TASK REQUIREMENTS:
Copy out the data below word for word, line by line, changing nothing.

PROVIDED MATERIAL:
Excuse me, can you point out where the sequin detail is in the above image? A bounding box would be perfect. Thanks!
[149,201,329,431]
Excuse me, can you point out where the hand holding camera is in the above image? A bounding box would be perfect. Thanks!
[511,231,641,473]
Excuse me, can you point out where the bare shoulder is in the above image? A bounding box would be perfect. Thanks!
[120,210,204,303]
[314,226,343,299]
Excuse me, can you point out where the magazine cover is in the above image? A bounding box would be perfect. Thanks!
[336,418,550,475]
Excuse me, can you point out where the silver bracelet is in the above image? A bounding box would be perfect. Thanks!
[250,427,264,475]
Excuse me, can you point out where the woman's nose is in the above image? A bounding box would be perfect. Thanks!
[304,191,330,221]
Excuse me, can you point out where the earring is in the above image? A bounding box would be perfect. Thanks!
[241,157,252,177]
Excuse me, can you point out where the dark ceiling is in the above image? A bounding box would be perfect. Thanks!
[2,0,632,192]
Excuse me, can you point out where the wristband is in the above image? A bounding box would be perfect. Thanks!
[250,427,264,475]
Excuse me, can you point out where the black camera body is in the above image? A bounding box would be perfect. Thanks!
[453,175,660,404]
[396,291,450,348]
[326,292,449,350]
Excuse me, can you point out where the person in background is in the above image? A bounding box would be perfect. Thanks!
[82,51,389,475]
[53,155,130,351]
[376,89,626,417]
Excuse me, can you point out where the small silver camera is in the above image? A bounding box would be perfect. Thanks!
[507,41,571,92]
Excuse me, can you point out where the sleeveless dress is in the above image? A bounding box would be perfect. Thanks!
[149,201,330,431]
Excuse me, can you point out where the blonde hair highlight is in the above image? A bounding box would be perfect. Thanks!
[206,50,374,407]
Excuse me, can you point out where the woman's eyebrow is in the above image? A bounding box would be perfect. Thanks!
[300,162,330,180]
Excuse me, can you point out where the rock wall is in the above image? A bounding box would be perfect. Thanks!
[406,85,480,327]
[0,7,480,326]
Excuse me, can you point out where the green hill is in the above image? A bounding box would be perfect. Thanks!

THE ANSWER:
Excuse me, can you point out where the sequin detail is in the above image? A bounding box would be perfect. Thanks!
[149,201,329,431]
Excuse me, can you point out where the hand holding camera is in the above image? A bounding box would be perfect. Thanks!
[511,231,641,473]
Excuse me, can you point out where the bare shoulder is in the above image? A bounding box would be perfect. Thanks!
[120,210,204,303]
[314,226,343,299]
Excuse me, can you point out where the magazine cover is in the above image? A bounding box would be perfect. Thanks!
[336,418,550,475]
Excuse me, can you point out where the silver bracelet is in the above image? A bounding box would be perfect. Thanks!
[250,427,264,475]
Excuse me, can you point out where the woman's nose is in the above image? A bounding box would be perfect. Thanks!
[304,191,330,221]
Excuse me, can you point out where the earring is in the above image? A bounding box would be perfect. Thanks!
[241,157,252,177]
Excuse me, can you point out where the dark ceiling is in the above image? A bounding box would be perfect. Thanks!
[2,0,632,192]
Excuse me, can you point out where the wristband is in the above image? A bounding box would be perfect. Thanks!
[250,427,264,475]
Excuse me, can you point out where the black camera body is in the above image? A bounding box would be perfect. Thanks!
[453,175,660,404]
[396,291,450,348]
[326,292,449,350]
Excuse me, can you point out where the person in background is in the above image? A bounding box would be perfect. Thanks!
[82,51,389,475]
[53,155,130,351]
[376,89,626,417]
Excuse me, can you point out where the small silver camera is in the above image? A bounding box would be perfect. Thanks!
[507,41,571,92]
Excuse me, can you point out where the sleeveless dress is in the above image? A bounding box would be perfect. Thanks!
[149,201,330,431]
Excuse me, can you point out where the blonde hair highlight is in the above image? A bounding box would be perfect. Thanks!
[206,50,374,407]
Excuse me, can you point out where the woman's eyebrow is in the above image? A bounding box would be perfect. Thanks!
[300,162,330,180]
Excuse me, can you point out where the rock wall is in the above image? A bounding box would be perfect. Thanks!
[406,85,480,327]
[0,7,480,326]
Excuse me, can you point out where the green hill is in the above image? A bounding box would be perfect. Thanks!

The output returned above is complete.